УСЛОВИЕ ЗАДАНИЯ:
Перепишите строки всех записей, заменив «shallow water» на «deep water» и оставив остальное без изменений.

★ ★ ★ ★

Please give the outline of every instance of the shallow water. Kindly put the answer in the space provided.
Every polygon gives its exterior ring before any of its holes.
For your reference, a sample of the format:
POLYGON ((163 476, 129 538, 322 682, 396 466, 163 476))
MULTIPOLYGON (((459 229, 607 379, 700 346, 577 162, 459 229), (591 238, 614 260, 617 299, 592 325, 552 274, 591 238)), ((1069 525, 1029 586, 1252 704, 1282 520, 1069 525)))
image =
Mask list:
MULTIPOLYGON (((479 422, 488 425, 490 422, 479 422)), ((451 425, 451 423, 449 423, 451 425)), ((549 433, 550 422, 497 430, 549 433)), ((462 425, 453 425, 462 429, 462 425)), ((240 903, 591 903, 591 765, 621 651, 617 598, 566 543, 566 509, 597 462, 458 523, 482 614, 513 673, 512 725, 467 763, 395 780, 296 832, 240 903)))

★ ★ ★ ★

РЕЗУЛЬТАТ ЗАДАНИЯ:
Please give the outline of every instance of the deep water. Kindly put the answer in the space provided.
Every polygon gives its exterior ring before any of its holes.
For your reference, a sample of the format:
POLYGON ((163 476, 129 538, 322 682, 396 466, 163 476))
MULTIPOLYGON (((459 229, 607 379, 700 346, 577 162, 459 229), (591 238, 614 260, 617 299, 592 325, 552 274, 591 238)), ((1069 525, 1029 586, 1252 704, 1282 520, 1069 525)))
image =
Mask list:
MULTIPOLYGON (((479 422, 488 425, 490 422, 479 422)), ((451 425, 451 423, 449 423, 451 425)), ((549 433, 550 422, 497 430, 549 433)), ((462 425, 453 425, 462 429, 462 425)), ((240 903, 591 903, 591 765, 621 651, 617 598, 566 543, 566 509, 597 462, 458 523, 482 614, 513 673, 512 725, 467 763, 395 780, 296 832, 240 903)))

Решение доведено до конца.